# [SELECTED PASSAGE]
---+---

# Backyard Floods Backporch



## gan_nair (Jun 10, 2007)

My backyard seems to be very uneven, and actually sloops down into my house, which has caused many noticable problems with the outside of the house. The backporch is attached to what used to be a bigger back porch, but my Dad and Uncle had made it into a game room a really long time ago. And back when they did it, we never had any problems with flooding when it rained really bad. But as the years went on our back yard seemed to sloop down toward our house. Now when it rains bad, the back porch will flood, which leads the game room to flood. Weve already had to rip up the carpet in the game room and now you can easily detect mold in the room.

I know that I will have to level out my backyard, either by hand, or if I can find a way to afford it, with a little bobcat. I dont mind doing it by hand, I have alot of time on my hands, what I dont have is alot of money. Currently I have built a baracade on the edge of the back porch where rain always entered in at, using 4X4's and rocks, I did that knowing that it was definatly only temporary, even though it works. But after I level out the backyard, what are ways I can go about fixing it so that everything is level? And making it so that the siding on the outside of the gameroom doesnt get ruined when I replace it as well. Its the base of the siding that is ruined. 

Again when I am able to take pictures I will, but if there are any questions for me to better help anyone help me, I will glady answer them. Thanks, and sorry if what I described is confusing, I just dont know how to describe it.


----------



## Daryl in Nanoose (Jun 10, 2007)

Has this got a cement foundation or is it post and beam?
 Normily you would have a trench around the pirimeter of the building and then away from the house with drain rock and 4 inch pvc for your gutter drains and 4 inch pvc perforated pipe for your pirimeter drain. This trench also is dug away from the house to divert any water.


----------



## glennjanie (Jun 10, 2007)

Hey David:
Daryl has a good point with the French drain.

---+---

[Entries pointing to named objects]
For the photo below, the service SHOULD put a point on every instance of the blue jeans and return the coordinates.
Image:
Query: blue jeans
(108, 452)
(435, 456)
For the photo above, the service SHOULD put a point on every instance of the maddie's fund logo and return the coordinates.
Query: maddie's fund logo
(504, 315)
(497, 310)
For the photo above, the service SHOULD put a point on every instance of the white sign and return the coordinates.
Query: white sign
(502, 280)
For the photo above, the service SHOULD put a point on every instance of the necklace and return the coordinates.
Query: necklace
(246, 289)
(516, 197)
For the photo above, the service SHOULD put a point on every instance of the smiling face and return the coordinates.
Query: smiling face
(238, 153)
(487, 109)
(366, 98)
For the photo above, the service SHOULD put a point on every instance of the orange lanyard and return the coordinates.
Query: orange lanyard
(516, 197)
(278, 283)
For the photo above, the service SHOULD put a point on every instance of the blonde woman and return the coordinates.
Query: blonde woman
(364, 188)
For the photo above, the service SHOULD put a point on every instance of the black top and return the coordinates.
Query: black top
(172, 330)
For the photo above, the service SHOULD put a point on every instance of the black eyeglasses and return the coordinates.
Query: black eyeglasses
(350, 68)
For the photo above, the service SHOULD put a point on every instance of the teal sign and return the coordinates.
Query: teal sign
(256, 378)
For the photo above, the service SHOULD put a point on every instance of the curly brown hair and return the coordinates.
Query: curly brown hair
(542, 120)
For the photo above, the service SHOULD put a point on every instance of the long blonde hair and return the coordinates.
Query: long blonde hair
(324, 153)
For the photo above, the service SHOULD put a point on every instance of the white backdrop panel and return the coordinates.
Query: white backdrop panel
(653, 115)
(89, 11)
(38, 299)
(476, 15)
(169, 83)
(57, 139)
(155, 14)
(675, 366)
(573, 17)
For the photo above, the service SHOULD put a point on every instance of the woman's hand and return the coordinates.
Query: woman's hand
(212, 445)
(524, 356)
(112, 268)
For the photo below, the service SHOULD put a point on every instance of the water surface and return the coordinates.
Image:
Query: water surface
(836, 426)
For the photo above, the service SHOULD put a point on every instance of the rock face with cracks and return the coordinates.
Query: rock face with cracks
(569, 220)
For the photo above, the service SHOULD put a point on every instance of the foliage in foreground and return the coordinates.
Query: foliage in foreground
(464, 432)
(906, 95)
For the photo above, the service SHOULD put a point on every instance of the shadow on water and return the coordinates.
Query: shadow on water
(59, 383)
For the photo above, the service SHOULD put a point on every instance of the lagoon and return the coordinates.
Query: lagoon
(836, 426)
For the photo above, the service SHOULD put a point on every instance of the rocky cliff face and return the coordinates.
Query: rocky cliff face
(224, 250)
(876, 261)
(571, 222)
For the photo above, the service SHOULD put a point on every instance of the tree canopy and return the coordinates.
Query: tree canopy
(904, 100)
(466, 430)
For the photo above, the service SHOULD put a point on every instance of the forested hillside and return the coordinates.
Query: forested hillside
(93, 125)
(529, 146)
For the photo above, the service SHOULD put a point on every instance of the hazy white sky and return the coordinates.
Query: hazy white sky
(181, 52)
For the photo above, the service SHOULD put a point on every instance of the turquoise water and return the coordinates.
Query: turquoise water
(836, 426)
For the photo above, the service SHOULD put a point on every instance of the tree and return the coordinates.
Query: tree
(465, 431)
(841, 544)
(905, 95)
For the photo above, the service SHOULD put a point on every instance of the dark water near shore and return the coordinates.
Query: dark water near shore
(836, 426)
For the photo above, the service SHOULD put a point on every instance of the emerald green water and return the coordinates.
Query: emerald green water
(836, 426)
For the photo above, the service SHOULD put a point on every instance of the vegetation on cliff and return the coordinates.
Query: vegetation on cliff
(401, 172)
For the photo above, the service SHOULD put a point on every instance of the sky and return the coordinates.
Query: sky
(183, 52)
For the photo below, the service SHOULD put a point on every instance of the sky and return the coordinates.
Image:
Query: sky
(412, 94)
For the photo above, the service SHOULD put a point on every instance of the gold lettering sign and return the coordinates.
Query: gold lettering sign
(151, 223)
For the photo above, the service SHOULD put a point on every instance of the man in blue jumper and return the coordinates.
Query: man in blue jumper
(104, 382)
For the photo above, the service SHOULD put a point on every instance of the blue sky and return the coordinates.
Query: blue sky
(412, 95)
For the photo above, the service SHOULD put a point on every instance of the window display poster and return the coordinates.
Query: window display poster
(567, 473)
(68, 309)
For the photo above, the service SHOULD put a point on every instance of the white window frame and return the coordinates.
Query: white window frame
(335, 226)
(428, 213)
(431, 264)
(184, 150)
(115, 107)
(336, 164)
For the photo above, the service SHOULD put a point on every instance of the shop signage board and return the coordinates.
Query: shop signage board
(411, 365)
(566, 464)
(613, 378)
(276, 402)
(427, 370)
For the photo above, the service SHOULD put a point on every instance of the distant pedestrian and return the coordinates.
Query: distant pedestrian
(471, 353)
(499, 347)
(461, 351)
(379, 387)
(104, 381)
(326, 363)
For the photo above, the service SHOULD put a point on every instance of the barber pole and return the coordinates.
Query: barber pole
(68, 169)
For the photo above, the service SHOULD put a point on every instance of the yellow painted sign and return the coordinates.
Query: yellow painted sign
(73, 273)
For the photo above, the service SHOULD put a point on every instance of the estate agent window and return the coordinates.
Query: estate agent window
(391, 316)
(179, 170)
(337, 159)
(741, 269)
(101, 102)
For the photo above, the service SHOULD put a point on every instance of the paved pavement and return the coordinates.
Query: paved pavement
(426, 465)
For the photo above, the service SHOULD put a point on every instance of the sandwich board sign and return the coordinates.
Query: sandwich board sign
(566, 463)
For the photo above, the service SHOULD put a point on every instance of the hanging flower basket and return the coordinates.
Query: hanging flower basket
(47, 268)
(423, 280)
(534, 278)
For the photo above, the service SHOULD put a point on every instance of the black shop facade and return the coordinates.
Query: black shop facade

---+---

# [DIRECTION 1]
Return the passage from the forum thread about the flooding back porch, starting at "Again when I" and ending at "to describe it.".
# [DIRECTION 2]
Take the forum thread about the flooding back porch further from where it stops.

# [EXERCISE RESULT 1]
Again when I am able to take pictures I will, but if there are any questions for me to better help anyone help me, I will glady answer them. Thanks, and sorry if what I described is confusing, I just dont know how to describe it.

# [EXERCISE RESULT 2]
Another way to re-route the water is to dig a (swail) smooth rounded bottom ditch around the house, placing the dirt up next to the house. Make it smooth enough to mow it without any problem. I am picturing land that continues to slope toward the street in front of the house. The swail would break the water from hitting the house and rather make it drain around the house and on to the street.
The roughness of the backyard could be quickly and easily repaired with a small rental tractor with a "landscaping box" or with a drag made of a couple of beams or logs with spikes protuding from them. Either one will knock off the high spots and fill in the low spots. It will need to be seeded right away so the new grass will hold the dirt where you have placed it.
Glenn


----------



## gan_nair (Jun 10, 2007)

Thanks for the idea Daryl, and thanks Glenn for answering to another one of my questions. The house is foundation, not pier and beam. Glenn has already helped me with the problem I have with the foundation cracking, luckily its nothing I needed to be alarmed about, because what he described, the house isnt sinking or anything. I actually had an idea like this, but didnt know if it would work or not, now that someone actually told me the way to do it, I am positive it will. Thanks again for the replies.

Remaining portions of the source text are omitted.